Instruções das tarefas
1. Segundo o texto sobre o ministro da Defesa, quem ocupa esse cargo?
2. No texto sobre o ministro da Defesa, reproduza o trecho entre "Se Lula está" e "dos últimos acontecimentos.", inclusive, alterando "generais" para "oficiais".
3. Prossiga o texto sobre o ministro da Defesa a partir do ponto em que ele termina.

Texto fornecido
---+---

Se Lula está mesmo comprometido com a democracia, precisa demitir logo
seu ministro da Defesa
DEPOIS DE NOVE MESES após o 8 de janeiro, já dá
para afirmar com certeza que o ministro da Defesa, José Múcio, está
comprometido em passar pano para o golpismo praticado pela cúpula das Forças
Armadas. Não há nada que indique o contrário. O ministro tem atuado nos
bastidores para blindar generais na CPMI e nas investigações da Polícia Federal
e insiste em dar declarações tirando toda a responsabilidade das Forças Armadas
na tentativa de golpe. Ele tem defendido a tese de que apenas alguns poucos
militares tinham intenção golpista, sem o aval da cúpula. É uma mentira que não
se sustenta com uma leitura simples e honesta dos últimos acontecimentos.

---+---

Dados fornecidos
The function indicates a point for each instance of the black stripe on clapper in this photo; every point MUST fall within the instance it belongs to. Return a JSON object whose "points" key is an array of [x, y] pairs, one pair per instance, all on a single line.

---+---

Respostas às tarefas
1. José Múcio.

2.
Se Lula está mesmo comprometido com a democracia, precisa demitir logo
seu ministro da Defesa
DEPOIS DE NOVE MESES após o 8 de janeiro, já dá
para afirmar com certeza que o ministro da Defesa, José Múcio, está
comprometido em passar pano para o golpismo praticado pela cúpula das Forças
Armadas. Não há nada que indique o contrário. O ministro tem atuado nos
bastidores para blindar oficiais na CPMI e nas investigações da Polícia Federal
e insiste em dar declarações tirando toda a responsabilidade das Forças Armadas
na tentativa de golpe. Ele tem defendido a tese de que apenas alguns poucos
militares tinham intenção golpista, sem o aval da cúpula. É uma mentira que não
se sustenta com uma leitura simples e honesta dos últimos acontecimentos.

3.
Nesta semana, Múcio deu uma declaração absurda em
entrevista para à CNN: “em todos os golpes que você vê na história, vão as
Forças Armadas na frente e o povo apoiando atrás. No 8 de janeiro houve uma
absoluta baderna patrocinada por alguns irresponsáveis. Não havia uma
liderança. Não havia uma palavra de ordem. Era como se uma agência de turismo
tivesse convocado desavisados para irem a Brasília pra fazer aquele
quebra-quebra. Não havia um líder. (…) Não se viu uma nota de nenhum comando
militar, uma nota de um general, uma nota de ninguém da reserva. A postura das
Forças Armadas foi absolutamente responsável”. Múcio defende a tese do “domingo
no parque” — a mesma defendida pelos ministros bolsonaristas do STF — e ainda
tem a audácia de afirmar que a postura dos militares foi “absolutamente
responsável”.
A fala é uma afronta à realidade dos fatos
levantados pelas investigações da CPI e da Polícia Federal. Não é aceitável que
Múcio permaneça à frente do ministério da Defesa. Uma demissão sumária é o
mínimo que deveríamos esperar de um governo comprometido com a democracia. Mas,
mesmo diante de tantos absurdos, Lula continua convicto de que Múcio é o homem
certo no lugar certo.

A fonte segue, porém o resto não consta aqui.